Tidak terlepas dari pengamatan di atas dengan batas-batas yang tidak jauh berbeda, maka saya lebih setuju jika surat Roma ini dituliskan sekitar tahun 57 M.[3] Karena mengenai jalan hidup Paulus dari sejumlah data seperti kitab Kisah Para Rasul dan surat-surat Paulus yang lain adalah jarang mengkaitkan dengan peristiwa-peristiwa sejarah umum, sehingga tidak mungkin menyajikan susunan waktu yang tepat (lht. Fitzmeyer, 1993c: 87;  Schener, 1998: 4; Th. van den End, 1995:1-2). Satu-satunya peristiwa yang sungguh dapat dijadikan bukti atau pegangan untuk menentukan jadwal pelayanan Paulus adalah munculnya Galio sebagai walinegeri di Korintus pada tahun 51- 52 M.[4] (atau selama beberapa waktu antara pertengahan tahun 50 dan pertengahan tahun 54M).

_PETUNJUK TUGAS 1_
Tuliskan kembali persis bagian teks tentang surat Roma, dari "Tidak terlepas dari" sampai "pertengahan tahun 54M).".
_PETUNJUK TUGAS 2_
Menurut teks tentang surat Roma, pada tahun berapa Galio muncul sebagai walinegeri di Korintus?

_DAFTAR CATATAN_
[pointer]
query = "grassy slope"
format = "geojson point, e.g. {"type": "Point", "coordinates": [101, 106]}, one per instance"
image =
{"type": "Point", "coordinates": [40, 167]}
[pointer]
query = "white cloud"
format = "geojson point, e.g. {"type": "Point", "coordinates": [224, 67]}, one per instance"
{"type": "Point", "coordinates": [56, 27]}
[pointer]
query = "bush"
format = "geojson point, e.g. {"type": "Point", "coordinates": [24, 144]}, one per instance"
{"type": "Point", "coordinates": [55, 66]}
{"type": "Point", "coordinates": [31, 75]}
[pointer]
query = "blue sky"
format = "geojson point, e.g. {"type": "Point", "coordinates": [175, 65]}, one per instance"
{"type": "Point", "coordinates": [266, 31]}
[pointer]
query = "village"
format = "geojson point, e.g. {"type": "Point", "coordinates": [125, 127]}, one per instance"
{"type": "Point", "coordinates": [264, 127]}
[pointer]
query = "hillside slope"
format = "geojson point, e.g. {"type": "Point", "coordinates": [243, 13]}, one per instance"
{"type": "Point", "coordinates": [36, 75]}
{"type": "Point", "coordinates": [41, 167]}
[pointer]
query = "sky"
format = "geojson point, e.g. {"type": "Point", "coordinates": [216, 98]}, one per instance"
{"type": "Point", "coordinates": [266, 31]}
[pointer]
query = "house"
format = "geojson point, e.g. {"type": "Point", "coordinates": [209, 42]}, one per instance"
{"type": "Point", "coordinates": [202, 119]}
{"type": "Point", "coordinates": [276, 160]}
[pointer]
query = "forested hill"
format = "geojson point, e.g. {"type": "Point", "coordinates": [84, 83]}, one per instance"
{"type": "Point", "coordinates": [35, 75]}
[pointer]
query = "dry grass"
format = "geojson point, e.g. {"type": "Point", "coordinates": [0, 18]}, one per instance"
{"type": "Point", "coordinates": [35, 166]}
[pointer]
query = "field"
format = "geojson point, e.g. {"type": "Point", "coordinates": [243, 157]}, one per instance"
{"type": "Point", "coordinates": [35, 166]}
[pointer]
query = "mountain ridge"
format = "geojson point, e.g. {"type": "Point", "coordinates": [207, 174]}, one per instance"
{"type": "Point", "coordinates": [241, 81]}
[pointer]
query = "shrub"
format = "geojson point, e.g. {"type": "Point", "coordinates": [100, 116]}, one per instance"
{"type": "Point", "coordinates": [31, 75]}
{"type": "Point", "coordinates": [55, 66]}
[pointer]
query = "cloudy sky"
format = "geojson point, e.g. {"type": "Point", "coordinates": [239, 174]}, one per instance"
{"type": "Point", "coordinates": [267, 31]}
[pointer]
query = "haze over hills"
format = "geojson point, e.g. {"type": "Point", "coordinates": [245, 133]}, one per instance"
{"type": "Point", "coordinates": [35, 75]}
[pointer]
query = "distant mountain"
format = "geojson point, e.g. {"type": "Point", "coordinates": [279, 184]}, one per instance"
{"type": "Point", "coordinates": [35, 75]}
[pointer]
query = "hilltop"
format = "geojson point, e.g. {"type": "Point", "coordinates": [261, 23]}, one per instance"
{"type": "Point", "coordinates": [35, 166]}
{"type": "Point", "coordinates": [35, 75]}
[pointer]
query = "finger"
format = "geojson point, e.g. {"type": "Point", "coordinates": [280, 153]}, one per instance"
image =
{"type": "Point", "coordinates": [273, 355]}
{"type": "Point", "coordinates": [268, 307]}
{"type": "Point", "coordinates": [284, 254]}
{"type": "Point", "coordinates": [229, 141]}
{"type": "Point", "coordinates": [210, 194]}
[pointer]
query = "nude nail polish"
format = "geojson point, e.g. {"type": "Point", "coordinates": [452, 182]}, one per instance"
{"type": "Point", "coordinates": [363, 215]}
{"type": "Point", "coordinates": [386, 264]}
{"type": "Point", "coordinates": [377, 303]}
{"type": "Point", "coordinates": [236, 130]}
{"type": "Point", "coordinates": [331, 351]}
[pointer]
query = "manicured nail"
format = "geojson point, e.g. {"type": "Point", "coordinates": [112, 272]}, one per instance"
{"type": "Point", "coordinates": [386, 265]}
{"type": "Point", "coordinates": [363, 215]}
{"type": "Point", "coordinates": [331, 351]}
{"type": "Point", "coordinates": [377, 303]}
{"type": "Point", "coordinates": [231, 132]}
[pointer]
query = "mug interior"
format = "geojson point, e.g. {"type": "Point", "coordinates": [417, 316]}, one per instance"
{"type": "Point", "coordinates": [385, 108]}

_JAWABAN TERTULIS 1_
Tidak terlepas dari pengamatan di atas dengan batas-batas yang tidak jauh berbeda, maka saya lebih setuju jika surat Roma ini dituliskan sekitar tahun 57 M.[3] Karena mengenai jalan hidup Paulus dari sejumlah data seperti kitab Kisah Para Rasul dan surat-surat Paulus yang lain adalah jarang mengkaitkan dengan peristiwa-peristiwa sejarah umum, sehingga tidak mungkin menyajikan susunan waktu yang tepat (lht. Fitzmeyer, 1993c: 87;  Schener, 1998: 4; Th. van den End, 1995:1-2). Satu-satunya peristiwa yang sungguh dapat dijadikan bukti atau pegangan untuk menentukan jadwal pelayanan Paulus adalah munculnya Galio sebagai walinegeri di Korintus pada tahun 51- 52 M.[4] (atau selama beberapa waktu antara pertengahan tahun 50 dan pertengahan tahun 54M).

_JAWABAN TERTULIS 2_
Pada tahun 51-52 M.